=== Section Start ===
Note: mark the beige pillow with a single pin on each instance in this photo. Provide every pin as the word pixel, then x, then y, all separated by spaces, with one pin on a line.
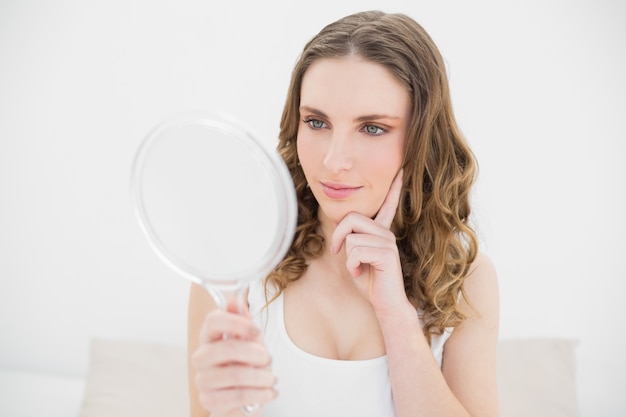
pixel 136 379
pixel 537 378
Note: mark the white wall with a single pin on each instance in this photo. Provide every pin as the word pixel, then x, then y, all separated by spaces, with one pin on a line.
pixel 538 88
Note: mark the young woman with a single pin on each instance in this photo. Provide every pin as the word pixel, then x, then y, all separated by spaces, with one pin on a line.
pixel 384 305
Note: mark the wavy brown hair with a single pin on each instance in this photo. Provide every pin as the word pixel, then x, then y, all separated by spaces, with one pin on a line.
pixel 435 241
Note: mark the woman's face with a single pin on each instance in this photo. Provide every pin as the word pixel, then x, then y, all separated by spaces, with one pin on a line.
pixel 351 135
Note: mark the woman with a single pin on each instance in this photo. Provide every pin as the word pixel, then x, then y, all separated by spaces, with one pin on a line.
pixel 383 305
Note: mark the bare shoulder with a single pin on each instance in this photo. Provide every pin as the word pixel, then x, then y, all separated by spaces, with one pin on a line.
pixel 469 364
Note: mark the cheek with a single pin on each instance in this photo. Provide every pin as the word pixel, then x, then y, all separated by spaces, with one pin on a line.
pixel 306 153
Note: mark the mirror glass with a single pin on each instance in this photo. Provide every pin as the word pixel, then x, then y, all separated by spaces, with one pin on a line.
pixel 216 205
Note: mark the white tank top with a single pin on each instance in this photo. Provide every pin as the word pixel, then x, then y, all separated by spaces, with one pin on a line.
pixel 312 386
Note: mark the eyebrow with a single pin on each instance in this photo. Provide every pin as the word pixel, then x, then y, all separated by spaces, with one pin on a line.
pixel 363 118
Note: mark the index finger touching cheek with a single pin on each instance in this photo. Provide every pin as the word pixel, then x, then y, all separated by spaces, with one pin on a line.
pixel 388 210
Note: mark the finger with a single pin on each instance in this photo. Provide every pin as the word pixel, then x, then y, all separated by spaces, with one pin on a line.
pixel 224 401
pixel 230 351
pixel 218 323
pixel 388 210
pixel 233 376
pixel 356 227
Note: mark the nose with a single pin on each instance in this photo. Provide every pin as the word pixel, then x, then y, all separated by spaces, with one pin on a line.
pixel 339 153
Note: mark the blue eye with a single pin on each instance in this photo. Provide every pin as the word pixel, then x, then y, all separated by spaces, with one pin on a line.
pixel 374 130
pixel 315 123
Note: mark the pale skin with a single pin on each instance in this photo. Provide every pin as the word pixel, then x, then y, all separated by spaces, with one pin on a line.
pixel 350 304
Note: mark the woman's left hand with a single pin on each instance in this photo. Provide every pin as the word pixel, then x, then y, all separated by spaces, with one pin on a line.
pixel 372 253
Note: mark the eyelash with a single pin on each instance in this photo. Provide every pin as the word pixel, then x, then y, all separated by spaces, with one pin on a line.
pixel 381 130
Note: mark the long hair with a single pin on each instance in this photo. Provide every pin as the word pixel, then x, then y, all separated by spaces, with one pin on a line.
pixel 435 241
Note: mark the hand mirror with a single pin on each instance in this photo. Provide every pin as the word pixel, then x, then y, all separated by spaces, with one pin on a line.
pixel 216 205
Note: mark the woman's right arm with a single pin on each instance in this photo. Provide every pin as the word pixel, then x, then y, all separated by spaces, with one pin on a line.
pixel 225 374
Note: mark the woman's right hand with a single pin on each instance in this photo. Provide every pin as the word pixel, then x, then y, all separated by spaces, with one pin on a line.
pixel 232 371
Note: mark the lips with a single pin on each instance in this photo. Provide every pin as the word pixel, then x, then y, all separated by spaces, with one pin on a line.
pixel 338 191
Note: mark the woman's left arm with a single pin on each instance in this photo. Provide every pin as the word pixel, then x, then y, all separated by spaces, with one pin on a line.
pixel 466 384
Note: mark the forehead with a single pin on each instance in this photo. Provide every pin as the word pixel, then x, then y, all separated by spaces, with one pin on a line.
=== Section End ===
→ Task to carry out
Everything in the material above is to be reproduced exactly, pictures aside.

→ Written solution
Note: mark the beige pillow with a single pin on each instance in this photo. Provide every pin as the word pixel, then x, then y, all separated by spaces, with one pin on a line.
pixel 136 379
pixel 537 378
Note: mark the white wall with a single pin on each instance in this photo. Provide every pin as the word pixel, then x, then y, all separated by spaces, with one pin on a line.
pixel 538 88
Note: mark the young woman with a single pin on each instance in this photo. Provide every pin as the word pixel, then x, then y, all separated by spaces, with one pin on a line.
pixel 384 305
Note: mark the wavy brown hair with a single pin on each instance in this photo. Provide every pin as the word pixel, then x, then y, all separated by spaces, with one pin on a line.
pixel 435 241
Note: mark the woman's face with a single pin on each instance in this photo. Provide every pin as the word pixel, then x, then y, all separated by spaces, with one pin on a line.
pixel 351 135
Note: mark the woman with a single pin on each instance in this photo. Provide every pin as the word pixel, then x, then y, all separated by spaces, with one pin on a line.
pixel 383 305
Note: mark the bare shoulder with a single pin on each instance in this photo. Provide every pin as the word pixel, then x, then y, all separated by spaces, with one pin on a line.
pixel 469 364
Note: mark the cheek with a single pin on each instance in this photo. Provide every pin as the word pixel, then x, then y, all separated by spaces, with one pin on a line.
pixel 306 153
Note: mark the mirror glass with a single pin on each instance in this photo. Provide every pin as the word pixel, then x, then y, all separated by spaces, with one pin on a line.
pixel 216 205
Note: mark the white tank top with a single pin on each instance in this photo. Provide every pin as the word pixel, then x, then y, all separated by spaces, with one pin on a line.
pixel 312 386
Note: mark the eyebrow with a single pin on each instance in this photo. Provide every pin as the word pixel, then x, then y, all separated by spaces, with one pin on a line.
pixel 363 118
Note: mark the index finger touching cheek with a single pin on each instance in this photo. Provide every pin as the word pixel, then x, then y, all separated by spaces, with one pin on a line.
pixel 388 210
Note: mark the finger with a single pin on each instance in this photo. Provide every pin as the word pixel, then x, then y, all separated by spaces, with one pin on a line.
pixel 224 401
pixel 230 351
pixel 218 323
pixel 388 210
pixel 233 376
pixel 356 227
Note: mark the nose with a single pin on each instance in this photo. Provide every pin as the word pixel, then x, then y, all separated by spaces, with one pin on a line.
pixel 339 153
Note: mark the blue eye with a single pin on each instance in this photo. Provide every pin as the word pixel, then x, then y, all separated by spaces, with one pin on a line.
pixel 374 130
pixel 315 123
Note: mark the pale skin with a single pin on each instance in this photo. Provide every pin as the word pixel, then x, then y, all separated by spaces, with one pin on a line.
pixel 350 304
Note: mark the woman's left hand with a single pin on each instance in this photo. Provide every pin as the word pixel, then x, then y, all separated by spaces, with one pin on a line.
pixel 372 253
Note: mark the eyelash with a single pin on each instance in this photo. Provide every pin as the word pixel, then x, then y, all separated by spaces, with one pin on a line.
pixel 381 130
Note: mark the long hair with a single pin on each instance in this photo. Provide every pin as the word pixel, then x, then y, all separated by spaces, with one pin on a line.
pixel 435 241
Note: mark the hand mirror with a single pin on each instance in this photo. Provide every pin as the word pixel, then x, then y, all separated by spaces, with one pin on a line.
pixel 216 205
Note: mark the woman's right arm with a single pin on each instance in this photo. Provide every pin as the word pixel, then x, then y, all separated by spaces, with one pin on a line.
pixel 225 374
Note: mark the woman's right hand with a single pin on each instance in this photo. Provide every pin as the word pixel, then x, then y, all separated by spaces, with one pin on a line.
pixel 232 371
Note: mark the lips with a single pin on each instance in this photo. Provide every pin as the word pixel, then x, then y, all separated by spaces, with one pin on a line.
pixel 338 191
Note: mark the woman's left arm with a single pin on each instance in this photo. Provide every pin as the word pixel, then x, then y, all separated by spaces, with one pin on a line.
pixel 466 384
Note: mark the forehead with a single pin on each instance in this photo. Provide every pin as the word pixel, then x, then y, all separated by spaces, with one pin on a line.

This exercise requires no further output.